[Start Raw data]

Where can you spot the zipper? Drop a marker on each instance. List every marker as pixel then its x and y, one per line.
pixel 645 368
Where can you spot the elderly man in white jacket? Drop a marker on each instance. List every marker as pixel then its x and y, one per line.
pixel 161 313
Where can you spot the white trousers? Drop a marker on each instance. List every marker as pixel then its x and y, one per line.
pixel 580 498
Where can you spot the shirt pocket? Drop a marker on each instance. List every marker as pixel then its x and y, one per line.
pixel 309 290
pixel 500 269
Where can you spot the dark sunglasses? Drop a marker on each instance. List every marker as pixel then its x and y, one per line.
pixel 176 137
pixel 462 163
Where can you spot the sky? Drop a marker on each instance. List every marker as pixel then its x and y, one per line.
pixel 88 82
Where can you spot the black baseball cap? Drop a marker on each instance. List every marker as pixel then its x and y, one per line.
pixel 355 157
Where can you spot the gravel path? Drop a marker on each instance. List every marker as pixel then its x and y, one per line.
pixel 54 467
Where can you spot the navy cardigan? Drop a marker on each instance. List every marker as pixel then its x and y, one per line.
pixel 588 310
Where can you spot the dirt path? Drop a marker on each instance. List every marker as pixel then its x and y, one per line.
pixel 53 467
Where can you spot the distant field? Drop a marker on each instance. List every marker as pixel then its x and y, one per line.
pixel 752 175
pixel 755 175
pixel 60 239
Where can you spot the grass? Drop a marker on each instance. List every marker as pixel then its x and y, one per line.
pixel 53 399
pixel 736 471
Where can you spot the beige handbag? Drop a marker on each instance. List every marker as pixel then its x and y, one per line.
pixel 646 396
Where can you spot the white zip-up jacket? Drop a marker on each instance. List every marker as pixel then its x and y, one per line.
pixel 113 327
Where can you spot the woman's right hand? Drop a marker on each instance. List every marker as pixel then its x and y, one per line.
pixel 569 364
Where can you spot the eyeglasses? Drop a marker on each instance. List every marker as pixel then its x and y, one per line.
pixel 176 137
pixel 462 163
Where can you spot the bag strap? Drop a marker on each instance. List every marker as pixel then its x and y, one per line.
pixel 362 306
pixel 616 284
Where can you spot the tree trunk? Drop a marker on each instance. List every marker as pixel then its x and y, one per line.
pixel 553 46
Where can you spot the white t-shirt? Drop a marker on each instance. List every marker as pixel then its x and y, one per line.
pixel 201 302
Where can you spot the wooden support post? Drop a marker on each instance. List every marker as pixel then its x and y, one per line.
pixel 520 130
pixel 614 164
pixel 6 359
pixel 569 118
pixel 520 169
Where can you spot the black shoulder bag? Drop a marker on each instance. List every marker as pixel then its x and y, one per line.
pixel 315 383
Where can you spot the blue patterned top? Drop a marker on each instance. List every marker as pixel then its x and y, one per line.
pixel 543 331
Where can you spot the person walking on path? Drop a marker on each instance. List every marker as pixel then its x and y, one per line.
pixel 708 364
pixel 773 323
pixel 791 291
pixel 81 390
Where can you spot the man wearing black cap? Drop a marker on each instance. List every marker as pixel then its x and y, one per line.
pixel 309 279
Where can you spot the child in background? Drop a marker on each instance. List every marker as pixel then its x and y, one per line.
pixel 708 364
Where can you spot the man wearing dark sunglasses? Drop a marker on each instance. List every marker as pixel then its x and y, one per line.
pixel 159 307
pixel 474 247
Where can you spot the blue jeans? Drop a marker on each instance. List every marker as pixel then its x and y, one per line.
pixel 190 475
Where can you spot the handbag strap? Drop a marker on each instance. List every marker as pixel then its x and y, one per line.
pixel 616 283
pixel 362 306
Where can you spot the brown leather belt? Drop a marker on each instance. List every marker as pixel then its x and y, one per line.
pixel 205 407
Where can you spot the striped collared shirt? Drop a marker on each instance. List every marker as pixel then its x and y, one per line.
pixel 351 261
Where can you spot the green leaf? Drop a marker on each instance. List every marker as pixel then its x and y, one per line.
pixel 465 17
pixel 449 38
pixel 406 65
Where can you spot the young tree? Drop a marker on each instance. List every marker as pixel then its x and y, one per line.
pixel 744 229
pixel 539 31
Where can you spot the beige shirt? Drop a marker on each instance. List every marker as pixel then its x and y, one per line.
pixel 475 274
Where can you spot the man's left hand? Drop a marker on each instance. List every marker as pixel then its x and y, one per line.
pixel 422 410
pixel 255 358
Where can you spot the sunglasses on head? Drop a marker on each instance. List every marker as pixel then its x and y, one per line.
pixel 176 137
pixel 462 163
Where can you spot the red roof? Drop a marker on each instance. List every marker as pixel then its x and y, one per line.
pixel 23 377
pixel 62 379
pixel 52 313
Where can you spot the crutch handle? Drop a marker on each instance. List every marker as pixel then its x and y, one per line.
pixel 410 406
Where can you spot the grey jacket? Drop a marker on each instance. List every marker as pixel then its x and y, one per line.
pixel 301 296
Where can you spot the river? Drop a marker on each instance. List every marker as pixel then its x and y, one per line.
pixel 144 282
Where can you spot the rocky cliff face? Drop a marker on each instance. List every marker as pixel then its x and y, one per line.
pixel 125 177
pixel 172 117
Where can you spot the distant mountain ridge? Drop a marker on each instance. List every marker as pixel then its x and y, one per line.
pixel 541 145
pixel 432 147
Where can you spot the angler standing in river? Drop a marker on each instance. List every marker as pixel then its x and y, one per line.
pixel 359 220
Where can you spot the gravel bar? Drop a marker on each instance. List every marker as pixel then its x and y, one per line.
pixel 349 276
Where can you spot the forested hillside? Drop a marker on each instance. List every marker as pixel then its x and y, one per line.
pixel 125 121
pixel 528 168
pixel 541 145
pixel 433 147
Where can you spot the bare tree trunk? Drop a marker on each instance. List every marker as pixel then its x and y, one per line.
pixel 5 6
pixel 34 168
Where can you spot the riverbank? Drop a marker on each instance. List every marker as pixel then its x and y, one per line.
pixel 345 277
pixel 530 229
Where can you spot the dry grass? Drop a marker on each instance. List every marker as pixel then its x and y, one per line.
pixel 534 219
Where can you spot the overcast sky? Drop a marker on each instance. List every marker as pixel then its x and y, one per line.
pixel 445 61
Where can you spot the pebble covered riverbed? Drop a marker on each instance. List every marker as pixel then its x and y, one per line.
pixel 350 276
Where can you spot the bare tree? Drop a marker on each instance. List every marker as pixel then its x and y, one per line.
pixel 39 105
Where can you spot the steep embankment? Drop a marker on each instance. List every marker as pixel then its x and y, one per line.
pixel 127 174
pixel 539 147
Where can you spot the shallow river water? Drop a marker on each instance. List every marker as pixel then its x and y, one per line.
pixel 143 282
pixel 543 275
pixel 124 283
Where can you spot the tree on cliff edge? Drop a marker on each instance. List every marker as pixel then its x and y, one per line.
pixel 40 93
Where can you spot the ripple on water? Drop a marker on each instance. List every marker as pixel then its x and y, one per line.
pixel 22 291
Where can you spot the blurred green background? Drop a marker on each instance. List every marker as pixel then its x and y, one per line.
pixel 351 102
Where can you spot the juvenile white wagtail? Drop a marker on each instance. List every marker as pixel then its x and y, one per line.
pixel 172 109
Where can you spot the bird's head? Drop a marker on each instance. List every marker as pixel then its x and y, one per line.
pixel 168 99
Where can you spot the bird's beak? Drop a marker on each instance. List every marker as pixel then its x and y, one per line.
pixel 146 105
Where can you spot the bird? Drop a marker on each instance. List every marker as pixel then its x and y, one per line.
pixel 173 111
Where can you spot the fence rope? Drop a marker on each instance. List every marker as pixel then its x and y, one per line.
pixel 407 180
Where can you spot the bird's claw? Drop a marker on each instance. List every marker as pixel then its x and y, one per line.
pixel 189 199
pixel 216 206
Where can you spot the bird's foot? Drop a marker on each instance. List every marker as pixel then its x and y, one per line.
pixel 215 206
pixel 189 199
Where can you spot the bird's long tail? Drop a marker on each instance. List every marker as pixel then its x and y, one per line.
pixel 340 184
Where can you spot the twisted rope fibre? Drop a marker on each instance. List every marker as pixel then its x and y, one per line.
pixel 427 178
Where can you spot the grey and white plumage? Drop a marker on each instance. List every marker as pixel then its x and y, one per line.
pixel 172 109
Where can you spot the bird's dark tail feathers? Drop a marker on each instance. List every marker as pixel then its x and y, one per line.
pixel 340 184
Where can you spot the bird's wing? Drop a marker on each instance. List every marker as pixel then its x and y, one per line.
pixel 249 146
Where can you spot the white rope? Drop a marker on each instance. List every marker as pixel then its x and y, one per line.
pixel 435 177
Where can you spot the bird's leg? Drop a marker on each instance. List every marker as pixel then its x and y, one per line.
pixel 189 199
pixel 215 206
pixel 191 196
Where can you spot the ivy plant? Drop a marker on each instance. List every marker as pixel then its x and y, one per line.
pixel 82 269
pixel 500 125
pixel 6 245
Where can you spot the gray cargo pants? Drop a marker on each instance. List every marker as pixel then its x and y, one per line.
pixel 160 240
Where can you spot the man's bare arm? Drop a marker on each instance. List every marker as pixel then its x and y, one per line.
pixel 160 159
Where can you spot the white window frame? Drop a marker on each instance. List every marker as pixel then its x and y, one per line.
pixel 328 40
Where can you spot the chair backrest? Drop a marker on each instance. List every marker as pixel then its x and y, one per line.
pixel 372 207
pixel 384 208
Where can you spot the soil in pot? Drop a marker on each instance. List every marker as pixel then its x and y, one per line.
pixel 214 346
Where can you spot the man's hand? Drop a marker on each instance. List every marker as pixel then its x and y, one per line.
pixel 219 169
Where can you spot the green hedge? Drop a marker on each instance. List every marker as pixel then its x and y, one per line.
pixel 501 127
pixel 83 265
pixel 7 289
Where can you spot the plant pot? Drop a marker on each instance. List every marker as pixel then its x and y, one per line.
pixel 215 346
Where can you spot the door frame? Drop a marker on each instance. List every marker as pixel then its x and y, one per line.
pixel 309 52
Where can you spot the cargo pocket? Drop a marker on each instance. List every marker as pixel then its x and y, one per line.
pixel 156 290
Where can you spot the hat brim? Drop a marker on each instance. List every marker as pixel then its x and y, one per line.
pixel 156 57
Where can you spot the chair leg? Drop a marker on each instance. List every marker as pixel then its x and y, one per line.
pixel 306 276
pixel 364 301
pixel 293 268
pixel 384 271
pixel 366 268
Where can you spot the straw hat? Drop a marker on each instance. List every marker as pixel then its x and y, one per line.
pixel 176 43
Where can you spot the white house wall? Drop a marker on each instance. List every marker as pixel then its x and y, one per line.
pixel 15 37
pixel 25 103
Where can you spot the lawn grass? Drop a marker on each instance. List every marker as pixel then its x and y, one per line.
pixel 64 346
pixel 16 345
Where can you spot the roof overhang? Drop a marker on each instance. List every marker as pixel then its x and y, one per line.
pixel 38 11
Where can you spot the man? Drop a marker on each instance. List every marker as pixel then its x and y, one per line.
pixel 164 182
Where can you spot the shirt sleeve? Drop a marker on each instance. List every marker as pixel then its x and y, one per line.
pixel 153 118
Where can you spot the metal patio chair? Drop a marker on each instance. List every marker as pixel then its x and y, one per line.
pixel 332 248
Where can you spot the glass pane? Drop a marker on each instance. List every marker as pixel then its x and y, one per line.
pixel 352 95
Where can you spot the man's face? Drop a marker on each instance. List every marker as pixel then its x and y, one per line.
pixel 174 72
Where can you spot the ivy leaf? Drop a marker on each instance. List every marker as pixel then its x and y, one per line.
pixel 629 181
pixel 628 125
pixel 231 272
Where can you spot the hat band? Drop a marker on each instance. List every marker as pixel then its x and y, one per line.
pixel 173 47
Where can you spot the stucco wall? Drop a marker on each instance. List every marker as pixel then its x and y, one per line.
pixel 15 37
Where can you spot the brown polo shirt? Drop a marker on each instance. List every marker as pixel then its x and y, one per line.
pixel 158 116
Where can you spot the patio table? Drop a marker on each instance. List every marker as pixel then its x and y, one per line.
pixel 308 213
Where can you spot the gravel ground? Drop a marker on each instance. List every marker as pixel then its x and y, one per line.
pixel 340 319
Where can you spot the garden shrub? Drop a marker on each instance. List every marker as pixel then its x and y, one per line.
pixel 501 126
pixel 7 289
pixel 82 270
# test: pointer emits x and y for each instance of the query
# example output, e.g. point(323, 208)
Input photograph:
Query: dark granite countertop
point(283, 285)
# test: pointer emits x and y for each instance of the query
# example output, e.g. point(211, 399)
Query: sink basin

[End Raw data]

**Do this**: Output every line of the material from the first line up to and including the line with "pixel 500 269" as a JSON list of strings, one string per line. Leave out blank lines.

**Problem solution**:
[
  "Where can you spot the zipper? Drop a marker on each instance. List every marker as pixel then its x and y, one per line.",
  "pixel 645 368",
  "Where can you spot the elderly man in white jacket? Drop a marker on each instance. List every marker as pixel then its x and y, one per line.",
  "pixel 161 313",
  "Where can you spot the white trousers? Drop a marker on each instance. List every marker as pixel then its x and y, one per line.",
  "pixel 580 498",
  "Where can you spot the shirt pocket? Drop a marker on each instance. List every marker as pixel then its x and y, one per line.",
  "pixel 309 290",
  "pixel 500 269"
]